-- Aim of the task --
Using the data below, copy every line that contains the word "lime".

-- Records provided --
........
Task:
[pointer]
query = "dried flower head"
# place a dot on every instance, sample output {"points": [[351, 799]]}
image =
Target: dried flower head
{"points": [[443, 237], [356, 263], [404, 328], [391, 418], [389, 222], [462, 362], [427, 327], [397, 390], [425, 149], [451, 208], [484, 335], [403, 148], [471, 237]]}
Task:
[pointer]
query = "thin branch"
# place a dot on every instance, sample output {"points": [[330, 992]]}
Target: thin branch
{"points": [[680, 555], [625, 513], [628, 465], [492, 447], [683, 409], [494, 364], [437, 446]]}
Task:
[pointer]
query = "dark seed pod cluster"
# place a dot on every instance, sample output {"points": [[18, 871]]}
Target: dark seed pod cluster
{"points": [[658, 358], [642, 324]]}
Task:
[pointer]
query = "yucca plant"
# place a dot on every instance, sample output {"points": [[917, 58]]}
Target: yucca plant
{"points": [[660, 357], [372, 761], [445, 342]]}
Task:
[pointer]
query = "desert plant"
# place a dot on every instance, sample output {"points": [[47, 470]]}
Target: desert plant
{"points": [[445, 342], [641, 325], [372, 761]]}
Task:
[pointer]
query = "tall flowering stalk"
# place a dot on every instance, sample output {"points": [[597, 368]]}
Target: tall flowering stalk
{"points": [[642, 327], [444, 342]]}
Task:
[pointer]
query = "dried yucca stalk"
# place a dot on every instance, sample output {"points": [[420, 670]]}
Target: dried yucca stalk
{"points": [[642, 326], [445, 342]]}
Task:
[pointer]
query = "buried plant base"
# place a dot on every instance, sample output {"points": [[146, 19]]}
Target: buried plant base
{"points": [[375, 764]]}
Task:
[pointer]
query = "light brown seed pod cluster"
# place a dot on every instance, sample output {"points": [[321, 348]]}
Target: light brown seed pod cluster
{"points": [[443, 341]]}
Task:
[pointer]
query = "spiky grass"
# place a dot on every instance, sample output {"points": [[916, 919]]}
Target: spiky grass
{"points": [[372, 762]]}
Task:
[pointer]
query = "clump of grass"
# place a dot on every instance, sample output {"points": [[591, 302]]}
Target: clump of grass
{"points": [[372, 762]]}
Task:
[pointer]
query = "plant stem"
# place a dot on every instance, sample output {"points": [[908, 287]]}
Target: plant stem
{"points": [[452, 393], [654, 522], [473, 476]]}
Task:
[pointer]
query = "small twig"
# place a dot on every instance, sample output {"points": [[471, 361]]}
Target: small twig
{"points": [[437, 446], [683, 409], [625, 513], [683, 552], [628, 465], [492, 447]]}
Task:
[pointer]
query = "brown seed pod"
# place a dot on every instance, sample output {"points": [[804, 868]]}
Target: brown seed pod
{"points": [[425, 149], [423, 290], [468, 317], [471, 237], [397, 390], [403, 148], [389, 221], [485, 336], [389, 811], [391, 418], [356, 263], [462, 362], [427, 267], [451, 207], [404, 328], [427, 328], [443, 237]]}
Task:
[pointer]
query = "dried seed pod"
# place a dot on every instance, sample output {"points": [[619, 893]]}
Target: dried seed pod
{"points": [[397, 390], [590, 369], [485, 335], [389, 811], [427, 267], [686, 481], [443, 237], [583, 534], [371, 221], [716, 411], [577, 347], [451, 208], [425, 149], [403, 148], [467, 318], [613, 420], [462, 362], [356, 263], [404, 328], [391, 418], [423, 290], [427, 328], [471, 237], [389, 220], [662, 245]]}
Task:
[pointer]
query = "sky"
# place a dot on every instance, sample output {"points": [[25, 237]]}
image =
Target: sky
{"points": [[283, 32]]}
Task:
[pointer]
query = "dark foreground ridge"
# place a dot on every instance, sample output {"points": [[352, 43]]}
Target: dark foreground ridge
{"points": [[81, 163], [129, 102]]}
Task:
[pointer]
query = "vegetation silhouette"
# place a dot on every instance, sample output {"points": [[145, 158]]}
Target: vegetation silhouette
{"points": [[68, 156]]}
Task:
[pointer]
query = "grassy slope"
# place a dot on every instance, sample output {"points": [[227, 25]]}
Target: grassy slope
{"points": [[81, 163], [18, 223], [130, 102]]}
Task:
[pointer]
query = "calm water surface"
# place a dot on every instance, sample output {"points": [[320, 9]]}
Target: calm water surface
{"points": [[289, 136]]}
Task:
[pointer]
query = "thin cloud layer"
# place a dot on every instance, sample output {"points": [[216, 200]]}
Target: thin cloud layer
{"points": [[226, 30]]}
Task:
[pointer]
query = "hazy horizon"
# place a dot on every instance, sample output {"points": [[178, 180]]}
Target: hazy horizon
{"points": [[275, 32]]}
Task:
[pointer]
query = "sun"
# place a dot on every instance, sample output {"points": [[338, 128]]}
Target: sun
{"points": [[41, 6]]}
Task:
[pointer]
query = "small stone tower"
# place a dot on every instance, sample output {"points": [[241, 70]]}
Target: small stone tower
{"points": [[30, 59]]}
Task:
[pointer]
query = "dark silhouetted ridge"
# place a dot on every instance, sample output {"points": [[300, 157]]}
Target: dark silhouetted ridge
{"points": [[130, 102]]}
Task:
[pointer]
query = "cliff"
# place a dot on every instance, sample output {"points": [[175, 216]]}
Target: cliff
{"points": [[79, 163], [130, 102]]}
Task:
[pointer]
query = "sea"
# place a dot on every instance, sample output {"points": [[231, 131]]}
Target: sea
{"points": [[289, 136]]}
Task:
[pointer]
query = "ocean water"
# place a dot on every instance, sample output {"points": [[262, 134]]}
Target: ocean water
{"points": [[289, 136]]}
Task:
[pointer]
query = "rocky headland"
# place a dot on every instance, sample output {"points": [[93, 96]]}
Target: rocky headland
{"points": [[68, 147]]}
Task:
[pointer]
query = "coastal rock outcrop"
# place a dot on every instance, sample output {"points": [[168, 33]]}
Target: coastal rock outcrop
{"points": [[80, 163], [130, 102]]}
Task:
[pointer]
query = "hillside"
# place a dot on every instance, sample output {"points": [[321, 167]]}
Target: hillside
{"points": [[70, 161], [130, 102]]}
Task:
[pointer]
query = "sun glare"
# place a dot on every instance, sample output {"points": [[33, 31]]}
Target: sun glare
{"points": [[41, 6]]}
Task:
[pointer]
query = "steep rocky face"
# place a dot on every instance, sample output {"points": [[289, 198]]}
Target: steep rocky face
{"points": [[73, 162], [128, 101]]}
........
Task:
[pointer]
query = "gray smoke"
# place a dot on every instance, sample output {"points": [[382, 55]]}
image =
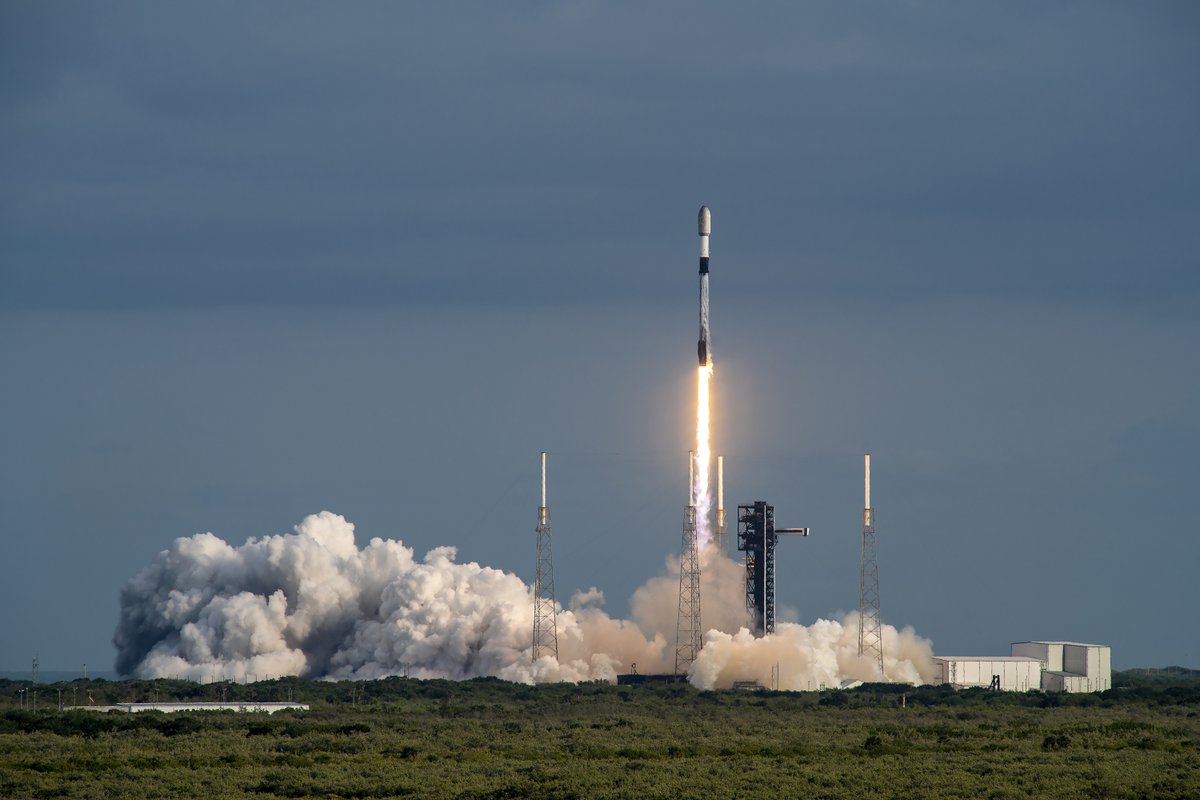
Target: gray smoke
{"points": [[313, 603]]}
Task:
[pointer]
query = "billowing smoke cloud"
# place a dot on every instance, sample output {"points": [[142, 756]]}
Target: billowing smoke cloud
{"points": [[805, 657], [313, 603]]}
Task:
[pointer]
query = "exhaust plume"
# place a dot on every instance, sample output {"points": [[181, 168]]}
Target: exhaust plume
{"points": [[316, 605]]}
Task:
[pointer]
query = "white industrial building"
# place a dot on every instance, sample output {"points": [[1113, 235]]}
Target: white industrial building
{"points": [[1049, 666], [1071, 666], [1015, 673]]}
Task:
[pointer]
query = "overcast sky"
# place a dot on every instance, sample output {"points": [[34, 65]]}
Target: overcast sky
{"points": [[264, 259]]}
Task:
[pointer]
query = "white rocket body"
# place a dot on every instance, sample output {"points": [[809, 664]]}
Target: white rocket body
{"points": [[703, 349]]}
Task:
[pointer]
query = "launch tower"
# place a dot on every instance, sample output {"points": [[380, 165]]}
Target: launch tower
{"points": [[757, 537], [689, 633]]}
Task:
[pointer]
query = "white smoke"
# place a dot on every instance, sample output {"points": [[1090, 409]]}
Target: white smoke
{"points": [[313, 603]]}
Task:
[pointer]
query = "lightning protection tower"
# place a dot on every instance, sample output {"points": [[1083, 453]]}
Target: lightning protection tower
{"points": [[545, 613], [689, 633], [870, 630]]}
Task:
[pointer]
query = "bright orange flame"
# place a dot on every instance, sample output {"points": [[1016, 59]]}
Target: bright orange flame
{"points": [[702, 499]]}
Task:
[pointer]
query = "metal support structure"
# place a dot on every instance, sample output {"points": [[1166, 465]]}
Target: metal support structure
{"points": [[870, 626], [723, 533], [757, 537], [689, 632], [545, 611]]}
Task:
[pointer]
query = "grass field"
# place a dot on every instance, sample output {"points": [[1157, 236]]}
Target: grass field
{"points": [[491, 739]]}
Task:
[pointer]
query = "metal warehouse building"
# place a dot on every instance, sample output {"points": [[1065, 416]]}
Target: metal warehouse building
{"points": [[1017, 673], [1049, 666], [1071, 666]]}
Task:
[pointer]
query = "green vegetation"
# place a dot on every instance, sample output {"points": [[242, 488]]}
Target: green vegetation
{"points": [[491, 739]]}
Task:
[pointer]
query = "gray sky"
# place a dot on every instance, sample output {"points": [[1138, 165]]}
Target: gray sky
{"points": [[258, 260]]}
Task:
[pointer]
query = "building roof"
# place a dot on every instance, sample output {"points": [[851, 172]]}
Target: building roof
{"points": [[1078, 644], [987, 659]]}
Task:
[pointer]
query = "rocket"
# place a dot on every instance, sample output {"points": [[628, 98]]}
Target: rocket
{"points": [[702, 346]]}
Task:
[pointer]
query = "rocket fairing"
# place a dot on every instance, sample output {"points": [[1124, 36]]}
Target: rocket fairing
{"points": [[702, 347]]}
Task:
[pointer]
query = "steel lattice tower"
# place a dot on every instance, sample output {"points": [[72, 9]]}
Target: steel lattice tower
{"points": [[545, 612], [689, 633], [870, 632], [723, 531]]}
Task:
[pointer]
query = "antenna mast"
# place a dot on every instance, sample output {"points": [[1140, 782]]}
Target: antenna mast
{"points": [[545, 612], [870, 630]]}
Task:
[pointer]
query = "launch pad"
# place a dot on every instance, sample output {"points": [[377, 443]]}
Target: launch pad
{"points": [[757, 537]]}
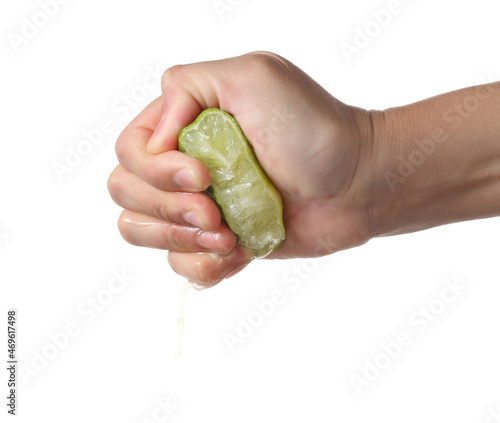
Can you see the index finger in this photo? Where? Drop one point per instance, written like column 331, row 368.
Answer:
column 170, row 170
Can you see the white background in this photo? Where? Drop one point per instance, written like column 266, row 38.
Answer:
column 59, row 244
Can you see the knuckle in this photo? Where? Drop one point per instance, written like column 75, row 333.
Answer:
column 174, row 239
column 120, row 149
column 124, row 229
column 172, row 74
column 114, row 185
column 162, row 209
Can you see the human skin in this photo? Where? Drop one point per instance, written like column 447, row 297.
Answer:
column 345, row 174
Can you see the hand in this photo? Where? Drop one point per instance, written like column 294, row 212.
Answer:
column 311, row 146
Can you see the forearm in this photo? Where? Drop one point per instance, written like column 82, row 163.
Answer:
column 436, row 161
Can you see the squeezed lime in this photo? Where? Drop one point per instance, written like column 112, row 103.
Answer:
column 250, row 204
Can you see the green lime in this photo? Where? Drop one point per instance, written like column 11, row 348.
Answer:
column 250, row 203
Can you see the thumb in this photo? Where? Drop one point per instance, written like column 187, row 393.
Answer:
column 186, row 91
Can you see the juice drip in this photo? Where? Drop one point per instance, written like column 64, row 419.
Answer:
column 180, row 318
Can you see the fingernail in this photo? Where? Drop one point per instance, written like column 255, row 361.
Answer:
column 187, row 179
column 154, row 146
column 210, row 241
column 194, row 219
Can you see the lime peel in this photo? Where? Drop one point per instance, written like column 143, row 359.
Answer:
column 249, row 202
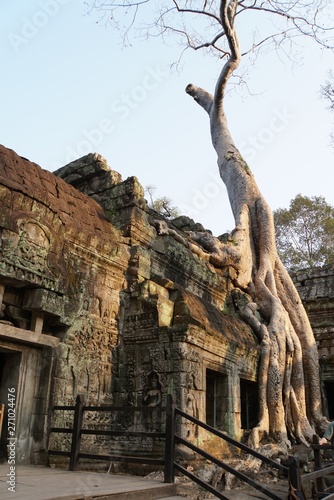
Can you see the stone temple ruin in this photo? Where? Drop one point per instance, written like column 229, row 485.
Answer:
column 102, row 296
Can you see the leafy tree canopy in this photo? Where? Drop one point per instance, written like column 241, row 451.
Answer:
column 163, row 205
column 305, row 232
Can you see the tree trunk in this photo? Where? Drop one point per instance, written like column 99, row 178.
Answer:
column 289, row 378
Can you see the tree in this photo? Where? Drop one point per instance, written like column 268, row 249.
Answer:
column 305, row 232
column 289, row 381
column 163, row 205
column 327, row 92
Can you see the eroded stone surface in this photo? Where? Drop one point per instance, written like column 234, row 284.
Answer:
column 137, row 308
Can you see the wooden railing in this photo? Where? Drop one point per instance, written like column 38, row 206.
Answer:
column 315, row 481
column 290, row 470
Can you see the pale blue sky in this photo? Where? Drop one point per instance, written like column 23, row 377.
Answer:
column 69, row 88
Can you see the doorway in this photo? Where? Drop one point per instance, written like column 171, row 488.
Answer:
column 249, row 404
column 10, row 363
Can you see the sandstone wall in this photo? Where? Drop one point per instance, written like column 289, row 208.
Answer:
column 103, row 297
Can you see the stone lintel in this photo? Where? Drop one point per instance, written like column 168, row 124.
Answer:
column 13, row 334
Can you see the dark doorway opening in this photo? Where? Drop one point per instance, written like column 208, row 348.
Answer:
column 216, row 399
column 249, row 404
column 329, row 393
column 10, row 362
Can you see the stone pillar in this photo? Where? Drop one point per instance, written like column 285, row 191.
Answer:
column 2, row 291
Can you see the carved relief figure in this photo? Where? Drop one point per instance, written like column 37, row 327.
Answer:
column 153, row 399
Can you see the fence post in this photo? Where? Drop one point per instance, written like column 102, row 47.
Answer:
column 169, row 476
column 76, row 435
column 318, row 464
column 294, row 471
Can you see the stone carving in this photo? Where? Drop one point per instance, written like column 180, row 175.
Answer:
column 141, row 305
........
-- Task response --
Can you see the squeezed lime in this photo? Where? Drop one point per instance, written like column 112, row 103.
Can you see the green lime in this photo? Where? Drop one point per instance, written like column 11, row 348.
Can you see the lime peel in this photo? Where? Drop one point per instance, written like column 143, row 359.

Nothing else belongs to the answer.